Brano da leggere ▸
________

Sul fatto che la riforma del governo Renzi sia o meno di sinistra si sono scritti chilometri di pagine: spesso studi preliminari che poco hanno a che vedere con valutazioni empiriche (per esempio quelli dell'Ocse e della Banca D’Italia) o “colorite” storie personali che in certi casi non hanno nulla a che vedere con il Jobs Act, vedi la situazione dell’ abuso dei voucher lavoro, oggi regolamentati con la tracciabilità digitale da decreto legge.
Iniziamo con il rispondere a coloro che vedono nel Jobs Act un aumento della precarietà, dettato dal fatto che è stata introdotto il contratto a tempo indeterminato a tutele crescenti. Su questo sottolineo un tipico problema che spesso accompagna i critici: ovvero dimenticare da dove si è partiti. Così descriveva il mercato del lavoro nel 2013 il Rapporto annuale sulle comunicazioni obbligatorie 2014, quando ancora il primo ministro era Enrico Letta: sinteticamente si può evidenziare come nell’anno 2013 emerga l’associazione “incertezza economica” e “tipologia contrattuale”, con un ruolo preminente dei rapporti di lavoro a termine ed un mancato risvolto reale degli interventi normativi per facilitare l’istaurarsi del rapporto a tempo indeterminato.
Insomma gli stessi tecnici dell’allora ministro Giovannini – ancora prima che un serio dibattito sull’articolo 18 prendesse piedi (si parlava soprattutto della proposta di Boeri e Garibaldi) – sottolineavano come, analogamente a quanto avveniva negli anni precedenti, i nuovi rapporti nel mercato del lavoro fossero caratterizzati da “precariato dirompente”.

________

Compito 1 ▸ Secondo il brano sul Jobs Act, chi era primo ministro quando fu redatto il Rapporto annuale sulle comunicazioni obbligatorie 2014?
Compito 2 ▸ Riporta la parte del brano sul Jobs Act che va da "Sul fatto che" fino a "da decreto legge." incluso.
Compito 3 ▸ Prosegui il brano sul Jobs Act partendo dopo la sua ultima frase.
Le voci provengono da un'altra fonte rispetto al brano.

________

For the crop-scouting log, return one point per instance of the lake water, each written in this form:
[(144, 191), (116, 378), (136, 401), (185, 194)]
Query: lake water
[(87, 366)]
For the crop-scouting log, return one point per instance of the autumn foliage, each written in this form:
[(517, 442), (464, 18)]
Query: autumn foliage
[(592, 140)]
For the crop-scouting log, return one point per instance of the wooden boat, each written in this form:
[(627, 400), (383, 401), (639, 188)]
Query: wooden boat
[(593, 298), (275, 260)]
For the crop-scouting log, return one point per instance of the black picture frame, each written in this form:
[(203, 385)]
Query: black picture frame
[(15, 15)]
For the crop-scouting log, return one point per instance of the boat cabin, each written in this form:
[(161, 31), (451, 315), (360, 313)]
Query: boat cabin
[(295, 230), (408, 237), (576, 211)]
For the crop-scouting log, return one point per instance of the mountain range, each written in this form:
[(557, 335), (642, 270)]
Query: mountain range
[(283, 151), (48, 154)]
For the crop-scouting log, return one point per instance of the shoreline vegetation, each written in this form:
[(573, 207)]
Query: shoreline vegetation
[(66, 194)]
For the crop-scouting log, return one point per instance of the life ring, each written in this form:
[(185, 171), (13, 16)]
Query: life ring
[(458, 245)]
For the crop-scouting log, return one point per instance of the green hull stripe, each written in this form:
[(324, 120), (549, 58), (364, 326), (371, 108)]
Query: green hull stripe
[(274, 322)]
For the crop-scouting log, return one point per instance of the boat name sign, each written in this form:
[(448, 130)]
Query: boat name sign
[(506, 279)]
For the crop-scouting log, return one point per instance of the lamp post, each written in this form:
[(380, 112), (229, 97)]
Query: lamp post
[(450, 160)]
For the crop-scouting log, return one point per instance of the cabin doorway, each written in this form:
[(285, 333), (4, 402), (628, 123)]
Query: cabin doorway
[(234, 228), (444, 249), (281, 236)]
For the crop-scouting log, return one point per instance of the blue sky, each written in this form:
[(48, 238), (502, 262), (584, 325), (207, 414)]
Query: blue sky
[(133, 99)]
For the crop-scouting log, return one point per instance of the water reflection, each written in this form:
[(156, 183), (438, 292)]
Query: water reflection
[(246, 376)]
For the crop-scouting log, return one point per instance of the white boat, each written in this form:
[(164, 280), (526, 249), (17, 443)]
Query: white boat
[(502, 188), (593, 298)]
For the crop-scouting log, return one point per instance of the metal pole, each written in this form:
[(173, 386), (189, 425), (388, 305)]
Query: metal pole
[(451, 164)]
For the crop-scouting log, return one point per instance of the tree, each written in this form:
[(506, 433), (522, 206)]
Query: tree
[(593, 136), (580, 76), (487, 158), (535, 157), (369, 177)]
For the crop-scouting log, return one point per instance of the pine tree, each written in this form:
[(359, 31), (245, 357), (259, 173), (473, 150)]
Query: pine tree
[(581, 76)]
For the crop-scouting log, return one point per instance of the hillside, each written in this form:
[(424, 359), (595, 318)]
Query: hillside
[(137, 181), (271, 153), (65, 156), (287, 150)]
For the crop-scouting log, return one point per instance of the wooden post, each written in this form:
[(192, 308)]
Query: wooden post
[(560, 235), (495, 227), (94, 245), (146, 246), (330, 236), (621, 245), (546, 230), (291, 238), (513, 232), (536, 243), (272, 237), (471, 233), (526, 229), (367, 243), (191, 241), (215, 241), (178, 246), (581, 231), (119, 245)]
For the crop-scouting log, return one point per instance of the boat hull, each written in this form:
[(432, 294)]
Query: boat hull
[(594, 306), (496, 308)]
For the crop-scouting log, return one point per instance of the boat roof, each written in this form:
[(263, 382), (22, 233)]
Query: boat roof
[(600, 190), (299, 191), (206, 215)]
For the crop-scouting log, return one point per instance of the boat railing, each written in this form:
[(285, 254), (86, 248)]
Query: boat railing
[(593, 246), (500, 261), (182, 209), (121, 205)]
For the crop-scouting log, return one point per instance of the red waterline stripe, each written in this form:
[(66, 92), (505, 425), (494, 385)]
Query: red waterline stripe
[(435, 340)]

________

Risultato 1 ▸ Enrico Letta.

Risultato 2 ▸
Sul fatto che la riforma del governo Renzi sia o meno di sinistra si sono scritti chilometri di pagine: spesso studi preliminari che poco hanno a che vedere con valutazioni empiriche (per esempio quelli dell'Ocse e della Banca D’Italia) o “colorite” storie personali che in certi casi non hanno nulla a che vedere con il Jobs Act, vedi la situazione dell’ abuso dei voucher lavoro, oggi regolamentati con la tracciabilità digitale da decreto legge.

Risultato 3 ▸
Ad eccezione delle modifiche del Decreto Poletti sul contratto a tempo determinato – giurisprudenza comunitaria permettendo – il governo Renzi ha cercato in tutti i suoi interventi di favorire la stabilità dei rapporti di lavoro, a partire dalla sostanziale eliminazione del contratto a progetto, strumento normativo che era già stato parzialmente migliorato dalla Riforma Fornero ma che restava oggetto di abusi, mascherando spesso veri e propri rapporti di lavoro subordinati. Il problema è sempre stata la verifica dell’attuazione delle regole.
A ciò aggiungo che ad accompagnare il Jobs Act c’è anche la riforma del codice degli appalti, la quale si spera permetta il “concreto” rispetto della “clausola sociale” – anche in questo caso il problema è sempre stata la verifica dell’attuazione delle regole – riducendo il rischio dei classici “furbetti” che vincevano al massimo ribasso a danno delle retribuzione e del lavoro delle persone coinvolte in questi appalti.
Tornando al Jobs Act, il tema centrale non è tanto quello di aver o meno creato più lavoro, cosa che empiricamente – ovvero un’associazione causale tra norma e incremento occupazionale – non è mai stata dimostrata da nessuno studio, dimenticando però il probabile effetto prodotto da centinaia (se non migliaia) di ulteriori variabili socio-economiche come export, spesa pubblica, mercato finanziario, e così via.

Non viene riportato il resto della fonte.